PROMPT 1: In the wllama setup guide below, what context size is passed when loading the model?

TEXT BLOCK:

How to add wllama into your frontend project (Example here: vite
+ react
+ typescript
)
As simple as:
npm i @wllama/wllama
Important
In case you use nginx
, apache
or something else on your server, you may need to follow another method. These headers are required:
Cross-Origin-Opener-Policy: same-origin
Cross-Origin-Embedder-Policy: require-corp
Because we're using vite dev server, we need to add this plugin to vite.config.ts
:
plugins: [
react(),
{
name: 'isolation',
configureServer(server) {
server.middlewares.use((_req, res, next) => {
res.setHeader('Cross-Origin-Opener-Policy', 'same-origin');
res.setHeader('Cross-Origin-Embedder-Policy', 'require-corp');
next();
});
},
},
],
Add to global scope:
import { Wllama } from '@wllama/wllama';
import wllamaSingle from '@wllama/wllama/src/single-thread/wllama.wasm?url';
import wllamaMulti from '@wllama/wllama/src/multi-thread/wllama.wasm?url';
const wllama = new Wllama({
'single-thread/wllama.wasm': wllamaSingle,
'multi-thread/wllama.wasm': wllamaMulti,
});
// let's use llama 3.2 1B model
const HF_REPO = 'bartowski/Llama-3.2-1B-Instruct-GGUF';
const HF_FILE = 'Llama-3.2-1B-Instruct-IQ3_M.gguf';
Then, in the main component, check if the model is loaded. If not, load it:
useEffect(() => {
if (!wllama.isModelLoaded()) {
wllama.loadModelFromHF(HF_REPO, HF_FILE, {
n_ctx: 2048,
}).then(() => {
setReady(true);
setResponse('How can I help you?');
});
}
}, []);
Whenever user send a new message, run the inference and stream the result in real-time:
const onSubmit = async (text: string) => {
setReady(false);
setResponse('Thinking...');
await wllama.createChatCompletion([
{ role: 'system', content: 'You are Clippy, the Office Assistant was an intelligent user interface for Windows 98. Acts like the time is 1998 and you are on an old computer. Answer with short, concise responses.' },
{ role: 'user', content: text },
], {
onNewToken(token, piece, currentText) {
setResponse(currentText);
},
});
setReady(true);
};

PROMPT 2: In the records below, count the lines that contain the string "instance". Reply with that number only.

MATERIALS PROVIDED:
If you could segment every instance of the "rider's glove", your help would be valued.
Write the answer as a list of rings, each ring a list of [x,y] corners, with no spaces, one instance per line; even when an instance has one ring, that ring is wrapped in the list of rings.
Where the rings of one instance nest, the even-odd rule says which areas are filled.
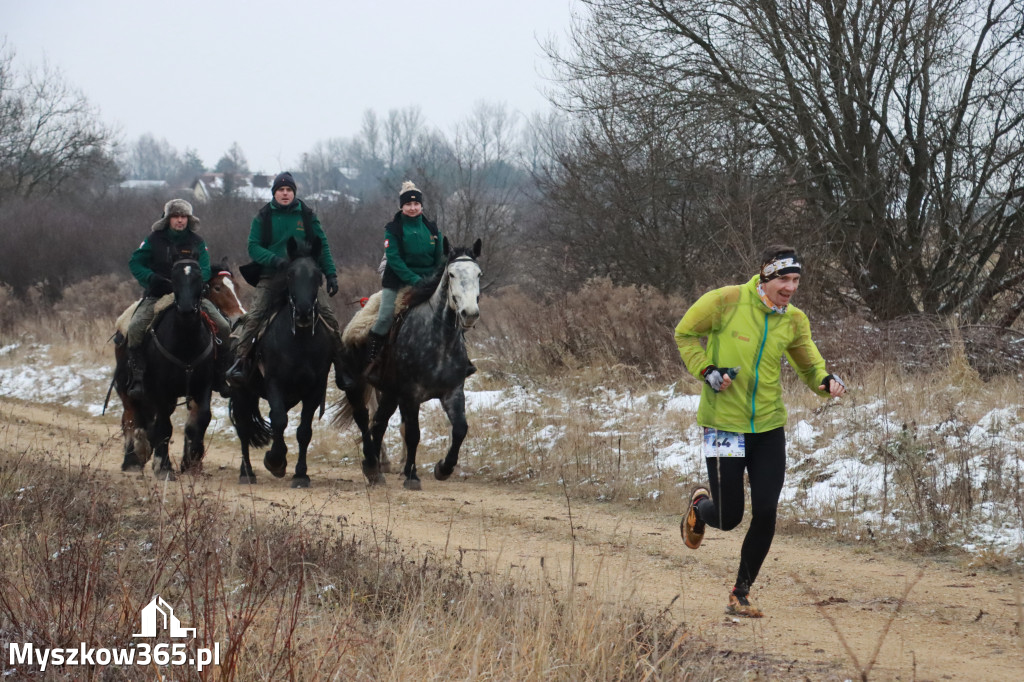
[[[831,393],[831,383],[834,381],[843,388],[846,388],[846,383],[842,379],[840,379],[835,374],[829,374],[826,375],[825,378],[821,380],[821,385],[825,387],[825,391],[827,391],[828,393]]]
[[[164,296],[174,293],[174,285],[163,274],[154,274],[150,278],[150,293],[154,296]]]
[[[700,376],[703,377],[705,383],[711,386],[712,390],[717,393],[722,390],[722,382],[725,381],[726,376],[728,376],[729,379],[735,379],[736,374],[738,373],[738,367],[725,368],[709,365],[705,368],[705,371],[700,373]]]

EXERCISE RESULT 1: The context size is 2048 (n_ctx: 2048).

EXERCISE RESULT 2: 3